- [Okuma parçası]:
________
Çorabatır, TGA’nın turizm bölgelerinin çeşitliliğini düşünerek tanıtım yapması gerektiğini belirterek “TGA’nın kurulmasıyla başlayan destinasyon bazlı tanıtım çalışmalarını çok yakından takip ediyorum. Ancak burada yapılan tanıtım çalışmalarının özellikle tüm turizm bölgelerinin çeşitliliği düşünülerek yapılması sahadan gelen istekler arasında.” şeklinde konuştu.
Sektörün turizm amaçlı yatçılık faaliyetlerinde KDV’nin konaklama işletmeleri ile eşitlenerek uygulanması gerektiği talebini ileten Çorabatır, “Fethiye, Göcek, Marmaris, Datça, Bodrum’da sektörün deniz turizmi yapan işletmelerin bir talebi var. İşletme belgesine sahip olan turizm amaçlı yatçılık faaliyetlerinde KDV’nin konaklama işletmeleri ile eşitlenerek yüzde 10 olarak uygulanması talep ediliyor. Bu konuda Hazine ve Maliye Bakanlığına gerekli girişlerde bulunacağız.” dedi.
Geleneksel zeytin yetiştiriciliği faaliyetlerinin UNESCO listesine girmesi hakkında da konuşan Çorabatır, “Kültür ve Turizm Bakanı Mehmet Nuri Ersoy, UNESCO’nun geleneksel zeytin yetiştiriciliğimizi listesine aldığını açıkladı. Bu habere elbette seviniriz. Ancak Akbelen başta olmak üzere Ege Bölgesi’nde taş ocağı, termik santraller, maden ocakları gibi nedenlerle zeytin ağacı kıyımı yapılması sizce bu habere gölge düşürmüyor mu?” ifadelerini kulandı.
Antalya’da yaşanan trafik sorunu hakkında bir an önce çalışma yapılması gerektiğine dikkat çeken Çorabatır, “Antalya-Alanya arasındaki ulaşımın ana arteri olan D-400 otoyolu günümüz ihtiyaçlarını karşılamamaktadır. Bu yolun alternatifi yok. Kuzey çevreyolu ihalesinin sıklıkla iptal edilmesi bir sıkıntı yaratıyor. Bir an önce ihalenin yapılarak yol çalışmasına başlanması gerekiyor. Bu konuda da Ulaştırma ve Altyapı Bakanlığına gerekli girişimlerde bulunacağız.” açıklamasında bulundu.
________
- [Kısa alıştırma 1]:
Okuma parçasına göre Antalya ile Alanya arasındaki ulaşımın ana arteri hangi yoldur?
Bu kayıtların okuma parçasıyla hiçbir ilgisi yoktur.

- [Veri satırları]:
________
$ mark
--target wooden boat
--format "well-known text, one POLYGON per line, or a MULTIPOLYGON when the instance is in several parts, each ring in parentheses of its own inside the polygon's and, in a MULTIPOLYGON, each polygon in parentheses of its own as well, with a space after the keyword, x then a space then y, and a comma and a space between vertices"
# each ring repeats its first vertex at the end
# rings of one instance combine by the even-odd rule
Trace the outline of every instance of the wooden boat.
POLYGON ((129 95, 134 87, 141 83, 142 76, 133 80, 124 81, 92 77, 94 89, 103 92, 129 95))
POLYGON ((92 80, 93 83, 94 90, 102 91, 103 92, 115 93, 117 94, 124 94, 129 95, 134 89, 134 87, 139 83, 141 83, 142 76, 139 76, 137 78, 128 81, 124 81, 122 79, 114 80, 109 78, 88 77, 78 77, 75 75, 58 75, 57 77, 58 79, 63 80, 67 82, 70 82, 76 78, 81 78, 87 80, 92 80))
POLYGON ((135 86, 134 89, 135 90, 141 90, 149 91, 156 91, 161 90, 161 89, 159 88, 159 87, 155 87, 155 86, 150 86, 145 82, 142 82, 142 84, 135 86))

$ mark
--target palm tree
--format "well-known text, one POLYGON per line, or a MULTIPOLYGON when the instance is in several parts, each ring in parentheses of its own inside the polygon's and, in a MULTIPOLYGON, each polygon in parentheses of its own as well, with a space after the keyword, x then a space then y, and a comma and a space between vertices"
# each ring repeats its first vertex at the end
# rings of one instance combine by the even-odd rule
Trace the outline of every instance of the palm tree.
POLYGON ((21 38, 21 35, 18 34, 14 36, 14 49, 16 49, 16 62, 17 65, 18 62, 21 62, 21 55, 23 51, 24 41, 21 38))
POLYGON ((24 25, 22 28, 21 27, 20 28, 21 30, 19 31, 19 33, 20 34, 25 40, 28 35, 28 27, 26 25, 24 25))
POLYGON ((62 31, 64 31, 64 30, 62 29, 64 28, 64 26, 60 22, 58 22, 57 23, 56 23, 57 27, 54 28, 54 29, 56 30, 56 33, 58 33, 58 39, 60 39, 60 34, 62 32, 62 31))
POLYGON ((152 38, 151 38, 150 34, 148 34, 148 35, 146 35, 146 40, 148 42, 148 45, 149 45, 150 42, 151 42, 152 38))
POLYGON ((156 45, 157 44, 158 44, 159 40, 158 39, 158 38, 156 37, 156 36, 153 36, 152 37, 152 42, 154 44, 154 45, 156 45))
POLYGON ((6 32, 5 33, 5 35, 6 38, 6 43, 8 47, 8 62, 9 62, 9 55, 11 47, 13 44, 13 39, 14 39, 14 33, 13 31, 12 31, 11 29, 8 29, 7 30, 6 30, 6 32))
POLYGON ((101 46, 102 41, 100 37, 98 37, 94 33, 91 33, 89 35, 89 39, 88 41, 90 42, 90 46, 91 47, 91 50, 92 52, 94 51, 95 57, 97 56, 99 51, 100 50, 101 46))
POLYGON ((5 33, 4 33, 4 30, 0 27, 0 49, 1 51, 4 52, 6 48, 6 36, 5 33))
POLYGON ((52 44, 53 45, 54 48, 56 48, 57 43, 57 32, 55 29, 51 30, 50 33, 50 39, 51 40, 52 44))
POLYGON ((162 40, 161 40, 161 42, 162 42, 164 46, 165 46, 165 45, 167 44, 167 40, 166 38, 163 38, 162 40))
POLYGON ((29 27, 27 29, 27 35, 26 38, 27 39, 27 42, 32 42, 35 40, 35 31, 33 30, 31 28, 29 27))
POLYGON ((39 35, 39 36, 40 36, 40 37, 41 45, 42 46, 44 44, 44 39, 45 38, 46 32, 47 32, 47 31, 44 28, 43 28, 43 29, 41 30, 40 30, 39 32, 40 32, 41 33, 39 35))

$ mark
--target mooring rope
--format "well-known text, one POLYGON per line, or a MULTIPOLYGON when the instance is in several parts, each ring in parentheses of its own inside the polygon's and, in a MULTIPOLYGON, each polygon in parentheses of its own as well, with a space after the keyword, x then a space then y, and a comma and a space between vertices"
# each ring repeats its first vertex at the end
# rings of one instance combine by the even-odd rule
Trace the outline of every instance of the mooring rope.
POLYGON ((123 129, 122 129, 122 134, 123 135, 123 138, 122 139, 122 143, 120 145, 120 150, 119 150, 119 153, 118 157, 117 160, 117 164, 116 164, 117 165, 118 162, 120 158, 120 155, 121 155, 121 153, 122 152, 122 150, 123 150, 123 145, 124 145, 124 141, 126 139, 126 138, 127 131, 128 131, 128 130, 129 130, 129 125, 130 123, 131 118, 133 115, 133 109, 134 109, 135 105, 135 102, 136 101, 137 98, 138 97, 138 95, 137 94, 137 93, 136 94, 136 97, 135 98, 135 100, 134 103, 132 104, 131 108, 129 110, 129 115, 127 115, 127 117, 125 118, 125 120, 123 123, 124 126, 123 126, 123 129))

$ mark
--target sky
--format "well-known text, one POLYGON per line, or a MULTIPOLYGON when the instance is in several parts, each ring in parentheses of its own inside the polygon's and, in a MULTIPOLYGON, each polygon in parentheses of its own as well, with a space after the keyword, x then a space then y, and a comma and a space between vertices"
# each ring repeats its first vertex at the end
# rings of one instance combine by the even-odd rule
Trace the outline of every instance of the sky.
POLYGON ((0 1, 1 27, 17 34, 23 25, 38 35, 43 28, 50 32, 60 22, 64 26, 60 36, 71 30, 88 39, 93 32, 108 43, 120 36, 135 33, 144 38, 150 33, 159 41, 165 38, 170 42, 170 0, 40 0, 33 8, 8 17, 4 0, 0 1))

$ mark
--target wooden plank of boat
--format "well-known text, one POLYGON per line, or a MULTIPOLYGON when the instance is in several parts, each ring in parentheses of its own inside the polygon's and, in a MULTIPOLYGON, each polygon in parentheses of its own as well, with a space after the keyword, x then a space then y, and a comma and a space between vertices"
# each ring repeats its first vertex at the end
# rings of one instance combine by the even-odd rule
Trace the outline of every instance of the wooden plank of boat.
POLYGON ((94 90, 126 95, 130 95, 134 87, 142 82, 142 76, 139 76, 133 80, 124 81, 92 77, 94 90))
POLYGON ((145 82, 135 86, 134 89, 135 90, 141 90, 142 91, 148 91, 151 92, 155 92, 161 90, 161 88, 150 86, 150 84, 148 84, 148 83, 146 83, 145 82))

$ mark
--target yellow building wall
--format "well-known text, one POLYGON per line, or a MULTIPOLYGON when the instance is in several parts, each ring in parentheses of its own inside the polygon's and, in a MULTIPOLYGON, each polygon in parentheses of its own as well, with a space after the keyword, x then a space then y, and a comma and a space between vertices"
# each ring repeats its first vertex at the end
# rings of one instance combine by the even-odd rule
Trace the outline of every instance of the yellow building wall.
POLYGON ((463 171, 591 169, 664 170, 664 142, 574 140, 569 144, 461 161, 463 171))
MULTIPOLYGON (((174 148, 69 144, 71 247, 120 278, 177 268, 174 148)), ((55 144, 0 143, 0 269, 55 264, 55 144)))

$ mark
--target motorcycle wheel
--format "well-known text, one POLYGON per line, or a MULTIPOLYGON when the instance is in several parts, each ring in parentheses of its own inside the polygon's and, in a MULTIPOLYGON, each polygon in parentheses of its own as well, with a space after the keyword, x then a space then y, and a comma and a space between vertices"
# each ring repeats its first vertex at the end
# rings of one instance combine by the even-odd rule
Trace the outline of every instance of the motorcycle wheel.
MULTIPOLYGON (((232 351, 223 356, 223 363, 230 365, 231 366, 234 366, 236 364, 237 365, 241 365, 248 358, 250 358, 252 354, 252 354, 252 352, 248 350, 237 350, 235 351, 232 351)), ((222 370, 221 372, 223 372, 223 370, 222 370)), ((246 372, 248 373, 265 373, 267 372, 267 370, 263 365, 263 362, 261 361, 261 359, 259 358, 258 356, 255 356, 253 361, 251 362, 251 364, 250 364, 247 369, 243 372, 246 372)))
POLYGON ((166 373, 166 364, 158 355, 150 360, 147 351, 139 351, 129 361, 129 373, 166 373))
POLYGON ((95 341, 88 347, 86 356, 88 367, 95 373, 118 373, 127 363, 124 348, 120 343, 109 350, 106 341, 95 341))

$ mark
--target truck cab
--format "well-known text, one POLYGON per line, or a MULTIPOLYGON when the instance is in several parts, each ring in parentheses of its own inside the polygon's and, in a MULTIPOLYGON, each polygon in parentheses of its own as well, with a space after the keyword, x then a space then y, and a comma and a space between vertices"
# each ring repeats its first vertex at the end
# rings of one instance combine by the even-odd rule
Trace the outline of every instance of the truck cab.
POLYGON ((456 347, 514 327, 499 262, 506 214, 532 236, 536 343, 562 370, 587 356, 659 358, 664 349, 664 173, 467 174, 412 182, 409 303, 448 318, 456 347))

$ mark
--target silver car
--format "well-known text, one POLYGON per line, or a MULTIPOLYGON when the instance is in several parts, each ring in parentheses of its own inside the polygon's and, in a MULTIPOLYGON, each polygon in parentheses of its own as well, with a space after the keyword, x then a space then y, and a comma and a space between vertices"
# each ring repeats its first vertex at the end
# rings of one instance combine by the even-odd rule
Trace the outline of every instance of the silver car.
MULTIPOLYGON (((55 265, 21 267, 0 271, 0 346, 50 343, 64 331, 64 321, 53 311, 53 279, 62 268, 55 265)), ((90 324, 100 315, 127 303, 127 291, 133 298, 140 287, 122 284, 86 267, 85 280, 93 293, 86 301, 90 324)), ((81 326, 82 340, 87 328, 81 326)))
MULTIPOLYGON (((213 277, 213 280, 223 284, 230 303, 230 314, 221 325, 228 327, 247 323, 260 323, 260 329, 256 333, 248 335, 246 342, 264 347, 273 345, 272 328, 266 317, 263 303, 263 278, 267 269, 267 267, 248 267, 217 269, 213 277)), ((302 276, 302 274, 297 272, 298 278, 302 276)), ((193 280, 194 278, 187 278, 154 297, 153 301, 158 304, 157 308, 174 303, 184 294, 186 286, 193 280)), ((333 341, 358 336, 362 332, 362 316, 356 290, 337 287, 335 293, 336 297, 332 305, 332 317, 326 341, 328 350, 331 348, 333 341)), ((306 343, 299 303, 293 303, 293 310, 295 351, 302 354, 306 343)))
________
- [Kısa alıştırma 2]:
Kayıtlardaki satırları, ilk satırdan "Trace the outline of every instance of the wooden boat." ifadesinin geçtiği satıra kadar, o satır da dahil olmak üzere birebir alıntılayın.

- [Yanıt 1]:
D-400 otoyolu.

- [Yanıt 2]:
$ mark
--target wooden boat
--format "well-known text, one POLYGON per line, or a MULTIPOLYGON when the instance is in several parts, each ring in parentheses of its own inside the polygon's and, in a MULTIPOLYGON, each polygon in parentheses of its own as well, with a space after the keyword, x then a space then y, and a comma and a space between vertices"
# each ring repeats its first vertex at the end
# rings of one instance combine by the even-odd rule
Trace the outline of every instance of the wooden boat.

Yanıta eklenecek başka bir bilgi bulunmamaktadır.